#### Yapılacak iş:
Yazının "Bazen dinlenmek gerekir." kısmından "görülür boyutlara ulaşır." kısmına kadar olan bölümünü, "zaman zaman" yerine "ara sıra" koyarak yeniden yazar mısınız?

#### Yazı metni:
■ ■ ■ ■
7
Yorum
0
Beğeni
0,0
Puan
2385
Okunma

Bazen dinlenmek gerekir. Şöyle bir kenara çekilip, izlemek gerekir. Hayatı, olanı-biteni. İzlerken de konuşmak gerekir. Kendinle, izlerken gördüklerinle.
Son günlerde bunu yapıyorum. Gördüklerim; zaman zaman hayretler içinde bırakıyor, zaman zaman kaşlarımı çattırıyor, zaman zaman da dudaklarımı kulaklarıma yaklaştırıyor.
…/…
Doğada ki canlılar, dişi ve erkek olarak ikiye ayrılırlar. Dişi ve erkek hücrelerinin bir araya gelmesi ile de yeni bir canlı oluşmaya başlar. Biz insanlar da böyle ürer ve çoğalırız. Küçük iki damladan oluşuruz.
Doğduğumuzda, ortalama, üç kilogramlık bir bebeğizdir. Günler ve aylar ilerledikçe büyür, gelişiriz. Değişime uğrarız. Bir şeyler öğreniriz. Yürür, konuşuruz. Zaman içinde, bu değişim, gözle görülür boyutlara ulaşır.
■ ■ ■ ■
#### Verilen bilgiler:
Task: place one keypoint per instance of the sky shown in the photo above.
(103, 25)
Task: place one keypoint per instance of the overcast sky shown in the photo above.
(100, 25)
■ ■ ■ ■
#### Tamamlanan iş:
Bazen dinlenmek gerekir. Şöyle bir kenara çekilip, izlemek gerekir. Hayatı, olanı-biteni. İzlerken de konuşmak gerekir. Kendinle, izlerken gördüklerinle.
Son günlerde bunu yapıyorum. Gördüklerim; ara sıra hayretler içinde bırakıyor, ara sıra kaşlarımı çattırıyor, ara sıra da dudaklarımı kulaklarıma yaklaştırıyor.
…/…
Doğada ki canlılar, dişi ve erkek olarak ikiye ayrılırlar. Dişi ve erkek hücrelerinin bir araya gelmesi ile de yeni bir canlı oluşmaya başlar. Biz insanlar da böyle ürer ve çoğalırız. Küçük iki damladan oluşuruz.
Doğduğumuzda, ortalama, üç kilogramlık bir bebeğizdir. Günler ve aylar ilerledikçe büyür, gelişiriz. Değişime uğrarız. Bir şeyler öğreniriz. Yürür, konuşuruz. Zaman içinde, bu değişim, gözle görülür boyutlara ulaşır.